• Exercise aim:
Reproduce the records. Keep every word exact and include no images.

[Region pointing data]
____________________

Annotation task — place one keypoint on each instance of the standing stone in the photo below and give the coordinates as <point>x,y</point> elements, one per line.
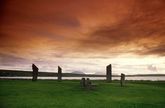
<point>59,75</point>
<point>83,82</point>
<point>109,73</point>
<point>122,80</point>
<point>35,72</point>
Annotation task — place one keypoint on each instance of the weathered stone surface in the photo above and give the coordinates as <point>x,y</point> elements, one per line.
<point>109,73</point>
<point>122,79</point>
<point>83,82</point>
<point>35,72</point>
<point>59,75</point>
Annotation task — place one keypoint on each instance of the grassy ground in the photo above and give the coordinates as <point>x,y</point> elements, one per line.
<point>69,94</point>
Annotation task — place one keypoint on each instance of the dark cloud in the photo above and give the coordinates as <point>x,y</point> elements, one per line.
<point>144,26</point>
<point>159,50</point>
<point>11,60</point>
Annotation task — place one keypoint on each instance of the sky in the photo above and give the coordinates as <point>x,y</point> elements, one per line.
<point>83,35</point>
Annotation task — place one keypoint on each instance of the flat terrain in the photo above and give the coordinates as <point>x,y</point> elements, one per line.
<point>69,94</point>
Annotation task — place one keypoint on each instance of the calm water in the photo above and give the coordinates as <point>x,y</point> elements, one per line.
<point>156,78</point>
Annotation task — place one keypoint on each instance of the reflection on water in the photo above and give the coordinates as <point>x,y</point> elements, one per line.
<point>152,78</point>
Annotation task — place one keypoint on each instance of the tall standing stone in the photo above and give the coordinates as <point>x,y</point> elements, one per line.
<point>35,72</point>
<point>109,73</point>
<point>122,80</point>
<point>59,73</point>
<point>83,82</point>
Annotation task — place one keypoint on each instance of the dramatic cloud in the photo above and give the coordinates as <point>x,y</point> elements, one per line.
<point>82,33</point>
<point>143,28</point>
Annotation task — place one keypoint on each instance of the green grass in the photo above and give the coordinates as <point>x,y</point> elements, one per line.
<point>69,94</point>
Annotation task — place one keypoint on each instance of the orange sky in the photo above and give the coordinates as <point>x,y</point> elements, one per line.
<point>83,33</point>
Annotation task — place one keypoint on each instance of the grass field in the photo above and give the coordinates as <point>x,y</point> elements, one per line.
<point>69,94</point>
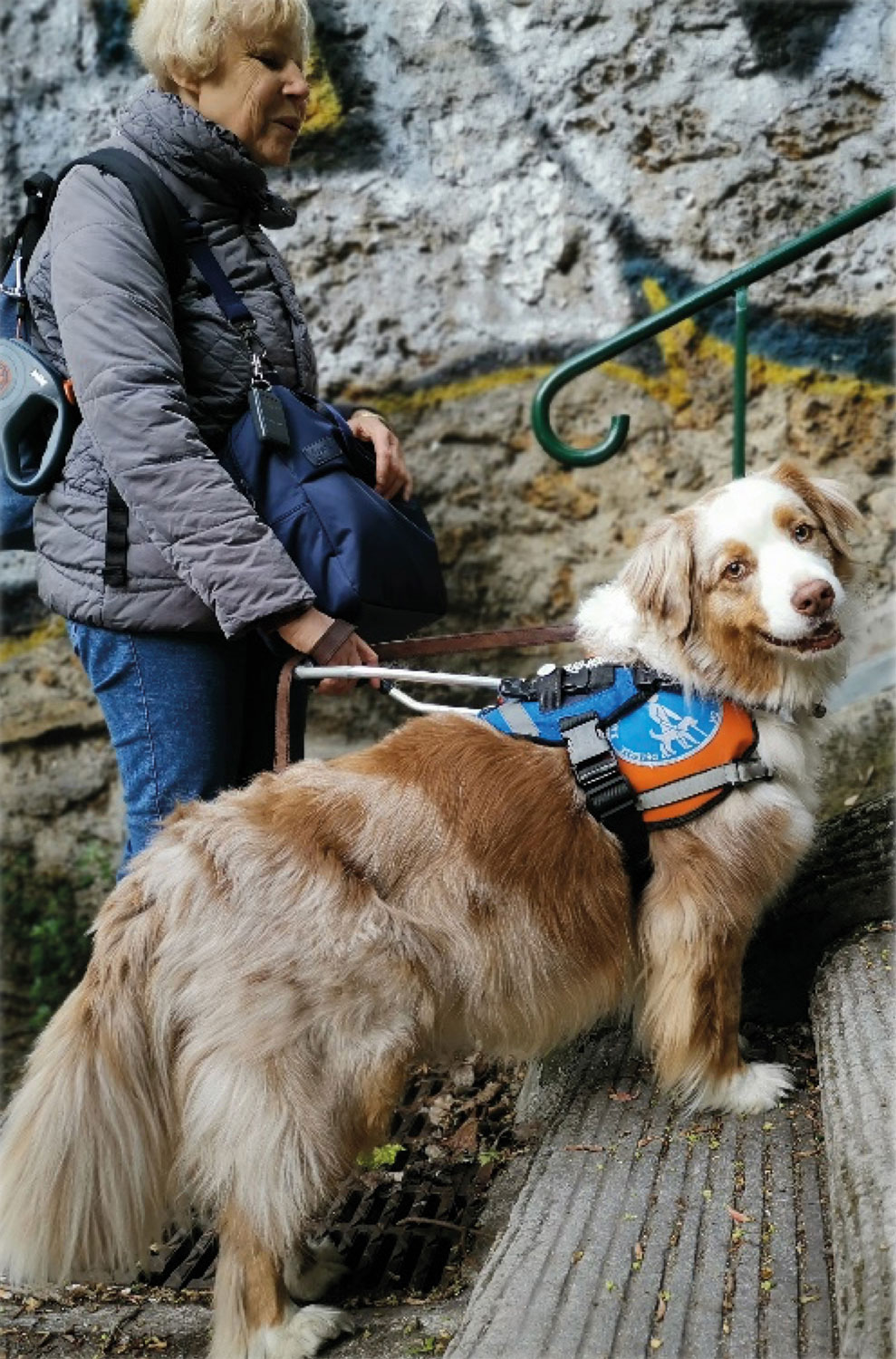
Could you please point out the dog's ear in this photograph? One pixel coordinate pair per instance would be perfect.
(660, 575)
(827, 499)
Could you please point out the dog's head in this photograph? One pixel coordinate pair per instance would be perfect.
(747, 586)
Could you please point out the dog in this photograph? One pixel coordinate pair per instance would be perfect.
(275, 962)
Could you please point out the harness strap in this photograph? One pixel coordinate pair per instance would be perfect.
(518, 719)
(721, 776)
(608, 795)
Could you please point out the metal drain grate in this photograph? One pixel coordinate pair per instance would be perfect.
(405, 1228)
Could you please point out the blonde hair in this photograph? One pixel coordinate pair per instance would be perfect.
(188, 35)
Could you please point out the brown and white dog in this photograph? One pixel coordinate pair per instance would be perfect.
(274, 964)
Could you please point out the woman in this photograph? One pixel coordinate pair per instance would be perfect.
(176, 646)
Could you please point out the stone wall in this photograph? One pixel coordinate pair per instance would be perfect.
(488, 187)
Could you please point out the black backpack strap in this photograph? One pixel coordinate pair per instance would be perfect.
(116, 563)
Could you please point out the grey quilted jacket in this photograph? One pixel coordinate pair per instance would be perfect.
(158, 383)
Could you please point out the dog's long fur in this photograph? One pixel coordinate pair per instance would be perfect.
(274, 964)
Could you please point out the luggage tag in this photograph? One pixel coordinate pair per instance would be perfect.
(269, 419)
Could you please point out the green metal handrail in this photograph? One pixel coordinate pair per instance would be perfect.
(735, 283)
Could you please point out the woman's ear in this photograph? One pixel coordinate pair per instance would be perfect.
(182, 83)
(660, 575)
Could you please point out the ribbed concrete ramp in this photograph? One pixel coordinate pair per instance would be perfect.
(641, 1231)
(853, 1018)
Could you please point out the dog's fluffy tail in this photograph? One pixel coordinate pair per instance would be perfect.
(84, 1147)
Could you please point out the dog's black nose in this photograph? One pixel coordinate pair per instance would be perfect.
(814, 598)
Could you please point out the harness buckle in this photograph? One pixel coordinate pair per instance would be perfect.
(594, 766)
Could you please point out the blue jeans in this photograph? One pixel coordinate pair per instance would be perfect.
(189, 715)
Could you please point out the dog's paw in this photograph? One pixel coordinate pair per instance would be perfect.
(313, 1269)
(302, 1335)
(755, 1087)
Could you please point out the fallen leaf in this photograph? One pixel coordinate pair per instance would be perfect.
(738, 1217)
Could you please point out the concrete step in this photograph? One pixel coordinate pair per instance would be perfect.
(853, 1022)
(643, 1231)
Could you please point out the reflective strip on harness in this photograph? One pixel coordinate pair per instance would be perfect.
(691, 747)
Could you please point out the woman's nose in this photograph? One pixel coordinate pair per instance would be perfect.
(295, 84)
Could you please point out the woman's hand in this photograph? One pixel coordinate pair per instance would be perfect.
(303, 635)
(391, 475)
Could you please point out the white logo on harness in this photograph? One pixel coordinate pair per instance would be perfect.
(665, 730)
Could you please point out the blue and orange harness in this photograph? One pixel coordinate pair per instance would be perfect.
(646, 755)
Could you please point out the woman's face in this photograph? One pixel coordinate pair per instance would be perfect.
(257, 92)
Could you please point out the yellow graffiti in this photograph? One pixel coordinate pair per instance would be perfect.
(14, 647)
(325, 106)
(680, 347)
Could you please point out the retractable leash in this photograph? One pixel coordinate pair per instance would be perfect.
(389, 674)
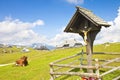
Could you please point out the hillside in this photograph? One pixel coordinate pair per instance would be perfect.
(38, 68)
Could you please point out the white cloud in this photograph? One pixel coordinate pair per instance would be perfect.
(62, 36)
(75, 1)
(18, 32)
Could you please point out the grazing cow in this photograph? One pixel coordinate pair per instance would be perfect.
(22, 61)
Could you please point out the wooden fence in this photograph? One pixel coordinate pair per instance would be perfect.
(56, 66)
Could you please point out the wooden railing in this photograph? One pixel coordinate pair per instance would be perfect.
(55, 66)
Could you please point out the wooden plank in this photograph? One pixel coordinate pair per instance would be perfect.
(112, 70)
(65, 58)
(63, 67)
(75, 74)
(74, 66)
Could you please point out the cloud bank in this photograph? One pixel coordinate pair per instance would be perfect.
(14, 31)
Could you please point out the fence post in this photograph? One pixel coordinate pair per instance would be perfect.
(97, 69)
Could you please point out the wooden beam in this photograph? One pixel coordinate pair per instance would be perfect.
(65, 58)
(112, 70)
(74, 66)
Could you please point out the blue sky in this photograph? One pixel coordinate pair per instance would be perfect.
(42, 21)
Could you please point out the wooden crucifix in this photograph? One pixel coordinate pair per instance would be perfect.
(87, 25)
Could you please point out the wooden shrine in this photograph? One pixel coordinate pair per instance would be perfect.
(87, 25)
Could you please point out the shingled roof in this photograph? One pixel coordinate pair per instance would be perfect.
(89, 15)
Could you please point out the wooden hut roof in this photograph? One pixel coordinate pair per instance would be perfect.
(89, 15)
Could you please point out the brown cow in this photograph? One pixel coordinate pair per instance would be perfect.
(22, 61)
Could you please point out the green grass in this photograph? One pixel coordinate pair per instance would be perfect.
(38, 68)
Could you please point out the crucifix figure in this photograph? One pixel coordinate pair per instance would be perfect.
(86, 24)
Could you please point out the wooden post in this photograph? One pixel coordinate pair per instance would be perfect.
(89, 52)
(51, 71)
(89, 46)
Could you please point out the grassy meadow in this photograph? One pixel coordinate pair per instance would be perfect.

____________________

• Response box:
Annotation task — place one keypoint on each instance of the standing stone in the photo below and give the coordinates as <point>x,y</point> elements, one per line.
<point>59,75</point>
<point>83,82</point>
<point>109,73</point>
<point>122,80</point>
<point>35,72</point>
Annotation task — place one keypoint on each instance of the weathered stone surface in the photo above and give the coordinates as <point>x,y</point> elements, one per line.
<point>109,73</point>
<point>122,79</point>
<point>83,82</point>
<point>35,72</point>
<point>59,75</point>
Annotation task — place one keypoint on each instance of the grassy ground in the photo above and give the coordinates as <point>x,y</point> elements, one per line.
<point>69,94</point>
Annotation task — place one keypoint on each instance of the dark cloud in the photo above and give the coordinates as <point>x,y</point> elements, one per line.
<point>144,26</point>
<point>159,50</point>
<point>11,60</point>
Annotation task — place one keypoint on each instance of the sky in the photo above and give the coordinates as <point>x,y</point> elements, one per line.
<point>83,35</point>
Annotation task — place one keypoint on each instance of the flat terrain in the photo above and give the coordinates as <point>x,y</point> elements, one per line.
<point>69,94</point>
Annotation task — place one keypoint on each instance of the calm water in the photo above and give the coordinates as <point>x,y</point> elements, one per line.
<point>156,78</point>
Annotation task — place one keypoint on each instance of the reflection on water in the photo above and give the coordinates as <point>x,y</point> elements, one per line.
<point>152,78</point>
Annotation task — place one keypoint on each instance of the tall standing stone in the photo above and give the coordinates as <point>x,y</point> elements, one per line.
<point>35,72</point>
<point>109,73</point>
<point>122,80</point>
<point>59,73</point>
<point>83,82</point>
Annotation task — place one keypoint on each instance of the dramatic cloud in the photo above and give the coordinates as <point>x,y</point> elements, one per line.
<point>82,33</point>
<point>143,28</point>
Annotation task — place one keypoint on each instance of the green grass in the photo above and give the coordinates as <point>x,y</point> elements, one per line.
<point>69,94</point>
Annotation task — place one keypoint on each instance of the orange sky in the photo above and give the coordinates as <point>x,y</point> elements, one per line.
<point>83,33</point>
Annotation task — place one keypoint on each instance of the grass field in the photo above and give the coordinates as <point>x,y</point> elements, one per line.
<point>69,94</point>
Could you please point out the dog's ear in this photograph? One pixel coordinate pair per instance would be perfect.
(660, 575)
(827, 499)
Could you please point out the dog's head in this photograph? One pixel coordinate pair per instance would be perfect.
(747, 586)
Could you please point out the dog in this photograph? One pixel coordinate pair per instance would be perfect.
(275, 962)
Could you please point out the harness strap in this photograph? One pixel coordinate pair per instance would be perfect.
(518, 719)
(721, 776)
(608, 795)
Could you please point out the metal drain grate in this photograph? One pixel coordinate pair per instance would be perfect.
(405, 1228)
Could you please point out the blonde hair in this photograph? One pixel coordinate pair per instance would be perfect.
(188, 35)
Could you please point out the brown and white dog in this photograph? One pixel coordinate pair per instance would be perfect.
(274, 964)
Could you please point out the woman in this photograph? One pixel coordinate pair per instance would be perfect.
(176, 646)
Could you please point out the stone wall in this photograph? One pixel coordinate pair per instance would be perfect.
(488, 187)
Could you please point out the black backpack strap in this photograph? One pixel coordinate pair per instance would be perfect.
(116, 563)
Could you please point out the grey quilted jacket in this photograph? One pixel coordinate pair per instance would be perfect.
(158, 383)
Could you please point out the dog's long fur in this photograph? One pixel coordinate pair per instance would be perfect.
(274, 964)
Could you please point out the luggage tag in this photograph? One pixel coordinate pair per instance would be perfect.
(269, 419)
Could you please point out the green metal handrail in this photograph? One pixel coordinate pair per instance would be perfect.
(735, 283)
Could you please point out the woman's ear in this photograph? One pixel coordinate pair per instance would be perfect.
(182, 83)
(660, 575)
Could you please point out the ribbed concrete ramp in this photograph? One pixel coordinate pair per instance would be perfect.
(641, 1231)
(853, 1018)
Could you please point out the dog's fluffy tail in this photograph? One pixel coordinate pair per instance would be perfect.
(84, 1147)
Could you please point out the dog's black nose in this photograph? One pixel coordinate pair per instance would be perfect.
(814, 598)
Could you please point out the harness buckle in this photograph? One pixel coordinate pair per instance would be perfect.
(594, 766)
Could you please point out the blue jeans in this photograph? One pixel coordinate pair per instance would be perfect.
(189, 715)
Could you please point out the dog's paw in this photograph? One pixel coordinate pair per instance would be perfect.
(313, 1269)
(302, 1335)
(755, 1087)
Could you please point out the fallen leaf in this photograph? One pixel coordinate pair per instance would be perfect.
(738, 1217)
Could you please point out the concrete step in this photograph? One pixel coordinate pair per instance would be perfect.
(853, 1022)
(643, 1231)
Could you please point out the reflective strip on harness in this photograph? One pixel coordinate pair per instance would be perfect.
(691, 747)
Could you please point out the woman's nose in this photograph? One pixel coordinate pair per instance would be perfect.
(295, 84)
Could you please point out the woman's hand in this photograph? One pixel coordinate pair per instance would be perfect.
(303, 635)
(391, 475)
Could you please point out the white logo on harness in this photograph? One pixel coordinate pair per instance would be perfect.
(665, 730)
Could you please point out the blue and orange harness in this photograph? One pixel coordinate pair per instance would be perfect.
(646, 755)
Could you please point out the woman's face in this photograph? One pixel coordinate pair per instance would be perfect.
(257, 92)
Could you please point out the yellow graffiti in this photograph? One pixel coordinate pair per instance would be perfect.
(14, 647)
(325, 106)
(680, 347)
Could you please point out the retractable leash in this photograph? One pixel coordinate pair per instance would be perfect.
(389, 674)
Could you please point out the hillside in this photograph? One pixel coordinate pair per instance would be perfect.
(38, 68)
Could you please point out the white cloud in this photograph? One pixel coordinate pair per instance would be perfect.
(62, 36)
(75, 1)
(18, 32)
Could you please point out the grazing cow in this photograph? One pixel coordinate pair per instance would be perfect.
(22, 61)
Could you please point out the wooden fence in this photograph? One pixel coordinate pair per instance would be perfect.
(56, 66)
Could you please point out the wooden railing in this photograph? One pixel coordinate pair per instance would be perfect.
(55, 66)
Could you please point out the wooden plank in this photograph? One pixel coordinate pair per instance would be perfect.
(112, 70)
(65, 58)
(63, 67)
(75, 74)
(74, 66)
Could you please point out the cloud bank in this photograph? One pixel coordinate pair per instance would be perfect.
(14, 31)
Could you please point out the fence post in this photograph? One pixel coordinate pair per instance would be perfect.
(97, 69)
Could you please point out the wooden beam in this photograph? One pixel coordinate pair per instance would be perfect.
(65, 58)
(112, 70)
(74, 66)
Could you please point out the blue sky in this photograph? One pixel coordinate pair per instance would be perfect.
(42, 21)
Could you please point out the wooden crucifix in this photograph? One pixel coordinate pair per instance would be perfect.
(87, 25)
Could you please point out the wooden shrine in this photograph? One pixel coordinate pair per instance would be perfect.
(87, 25)
Could you please point out the shingled roof in this photograph? One pixel coordinate pair per instance would be perfect.
(89, 15)
Could you please point out the wooden hut roof in this photograph? One pixel coordinate pair per instance would be perfect.
(89, 15)
Could you please point out the brown cow in this photograph? One pixel coordinate pair per instance would be perfect.
(22, 61)
Could you please point out the green grass in this photograph? One pixel coordinate pair per instance would be perfect.
(38, 68)
Could you please point out the crucifix figure in this photograph? One pixel coordinate pair per instance would be perfect.
(86, 24)
Could you please point out the wooden post in this photograph? One pixel coordinate pair per instance would be perfect.
(89, 52)
(51, 71)
(89, 46)
Could you please point out the grassy meadow in this photograph? One pixel coordinate pair per instance would be perfect.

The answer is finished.